§ Texto fornecido:
..........
Apoios são suficientes? Nem sempre o dinheiro resolve o problema

O Governo e as autarquias têm vindo a apostar em medidas de apoio à natalidade mas nem sempre são suficientes. Nesta equação também entra a estabilidade em termos de trabalho e as condições de habitação.

A falta de estabilidade financeira e no emprego são algumas das razões apontadas pelos portugueses para adiarem a decisão de terem um filho. No ano passado, o Índice Sintético de Fecundidade (ISF) em Portugal fixava-se nos 1,43 filhos por mulher em idade fértil. Um número que tem feito soar alarmes junto dos decisores políticos e levado o Governo a avançar com algumas medidas de apoio, muitas delas espelhadas nos Orçamentos do Estado que tem apresentado nos últimos anos. Também as autarquias têm dado incentivos à natalidade, numa tentativa de fixar as pessoas nos municípios e, ao mesmo tempo, de contribuir para o aumento da natalidade no país.

O ministério do Trabalho e da Segurança Social acena com a gratuitidade das creches como uma das medidas mais emblemáticas. Para o próximo ano está previsto o alargamento às estruturas geridas pelas autarquias locais, um pedido que tem sido feito pelo poder local. De acordo com as últimas contas apresentadas por Ana Mendes Godinho, no Parlamento, estava previsto lançar um novo aviso para mais 12 mil lugares em creches. “A gratuitidade das creches é mesmo uma medida transformadora de vidas”, que “liberta as mulheres” para o mercado de trabalho, salientou a ministra. Quanto às creches privadas, os dados da governante revelam que 16.200 crianças beneficiam de creches gratuitas no privado. A comparticipação paga às creches, no âmbito do programa, subirá de 460 euros para 473 euros.
..........
§ Informação fornecida:
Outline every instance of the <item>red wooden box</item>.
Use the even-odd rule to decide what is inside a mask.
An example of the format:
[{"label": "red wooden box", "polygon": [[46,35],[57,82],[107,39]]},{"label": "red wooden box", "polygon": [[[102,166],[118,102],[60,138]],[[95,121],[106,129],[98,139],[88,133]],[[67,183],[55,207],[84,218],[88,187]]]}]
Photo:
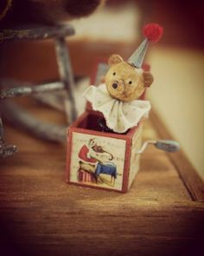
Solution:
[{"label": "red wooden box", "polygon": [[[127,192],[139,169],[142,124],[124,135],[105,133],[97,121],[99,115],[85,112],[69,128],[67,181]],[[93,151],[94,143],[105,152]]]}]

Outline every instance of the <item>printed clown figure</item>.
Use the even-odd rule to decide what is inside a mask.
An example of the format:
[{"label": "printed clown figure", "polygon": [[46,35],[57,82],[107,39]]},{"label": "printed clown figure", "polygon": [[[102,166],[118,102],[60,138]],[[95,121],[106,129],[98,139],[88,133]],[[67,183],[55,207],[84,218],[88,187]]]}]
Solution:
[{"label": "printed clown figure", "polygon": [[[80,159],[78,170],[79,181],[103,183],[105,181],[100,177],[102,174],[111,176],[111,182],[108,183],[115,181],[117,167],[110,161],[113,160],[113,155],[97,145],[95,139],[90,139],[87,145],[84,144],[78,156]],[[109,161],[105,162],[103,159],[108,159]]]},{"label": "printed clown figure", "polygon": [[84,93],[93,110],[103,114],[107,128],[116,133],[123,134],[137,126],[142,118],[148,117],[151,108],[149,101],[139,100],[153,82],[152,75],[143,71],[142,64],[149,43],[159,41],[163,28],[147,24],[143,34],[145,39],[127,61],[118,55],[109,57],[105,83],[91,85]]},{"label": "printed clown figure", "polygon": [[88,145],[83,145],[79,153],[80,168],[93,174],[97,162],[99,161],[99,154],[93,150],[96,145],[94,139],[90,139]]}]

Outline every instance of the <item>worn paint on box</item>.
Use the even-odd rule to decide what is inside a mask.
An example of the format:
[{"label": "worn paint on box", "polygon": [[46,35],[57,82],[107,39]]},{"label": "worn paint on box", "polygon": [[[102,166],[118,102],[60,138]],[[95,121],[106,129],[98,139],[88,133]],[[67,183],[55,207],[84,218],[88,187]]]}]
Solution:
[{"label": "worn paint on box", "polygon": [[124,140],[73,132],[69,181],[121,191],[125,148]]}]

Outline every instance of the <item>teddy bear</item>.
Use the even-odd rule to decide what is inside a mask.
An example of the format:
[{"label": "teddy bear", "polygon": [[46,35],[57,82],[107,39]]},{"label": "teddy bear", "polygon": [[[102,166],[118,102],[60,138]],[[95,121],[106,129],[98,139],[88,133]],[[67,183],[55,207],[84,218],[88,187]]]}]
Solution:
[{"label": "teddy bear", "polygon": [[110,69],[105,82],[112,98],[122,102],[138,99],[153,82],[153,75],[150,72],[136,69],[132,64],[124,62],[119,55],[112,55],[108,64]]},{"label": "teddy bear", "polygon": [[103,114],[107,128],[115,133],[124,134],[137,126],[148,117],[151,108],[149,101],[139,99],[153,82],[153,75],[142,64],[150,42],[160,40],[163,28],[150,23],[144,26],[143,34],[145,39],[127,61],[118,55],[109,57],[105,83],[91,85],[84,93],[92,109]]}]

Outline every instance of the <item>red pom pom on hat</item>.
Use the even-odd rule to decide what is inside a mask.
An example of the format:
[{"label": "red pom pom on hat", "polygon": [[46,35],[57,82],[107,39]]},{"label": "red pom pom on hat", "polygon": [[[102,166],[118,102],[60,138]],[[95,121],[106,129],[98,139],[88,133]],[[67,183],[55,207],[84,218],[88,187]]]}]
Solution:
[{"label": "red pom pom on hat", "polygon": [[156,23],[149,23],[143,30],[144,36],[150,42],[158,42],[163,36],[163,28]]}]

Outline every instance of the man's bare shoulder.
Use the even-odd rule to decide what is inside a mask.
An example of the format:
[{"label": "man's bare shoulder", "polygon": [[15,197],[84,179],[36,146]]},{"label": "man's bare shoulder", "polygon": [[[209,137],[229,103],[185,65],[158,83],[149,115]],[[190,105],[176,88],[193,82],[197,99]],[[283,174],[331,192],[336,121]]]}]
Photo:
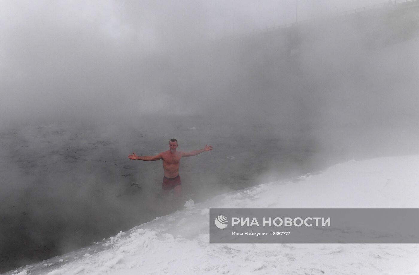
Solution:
..........
§ Detalhes do exercício: Transcreve, sem mudar nada, o trecho do texto sobre os apoios à natalidade que começa nas palavras "A falta de estabilidade" e acaba em "natalidade no país.". Os registos são material à parte do texto.

§ Resposta à tarefa:
A falta de estabilidade financeira e no emprego são algumas das razões apontadas pelos portugueses para adiarem a decisão de terem um filho. No ano passado, o Índice Sintético de Fecundidade (ISF) em Portugal fixava-se nos 1,43 filhos por mulher em idade fértil. Um número que tem feito soar alarmes junto dos decisores políticos e levado o Governo a avançar com algumas medidas de apoio, muitas delas espelhadas nos Orçamentos do Estado que tem apresentado nos últimos anos. Também as autarquias têm dado incentivos à natalidade, numa tentativa de fixar as pessoas nos municípios e, ao mesmo tempo, de contribuir para o aumento da natalidade no país.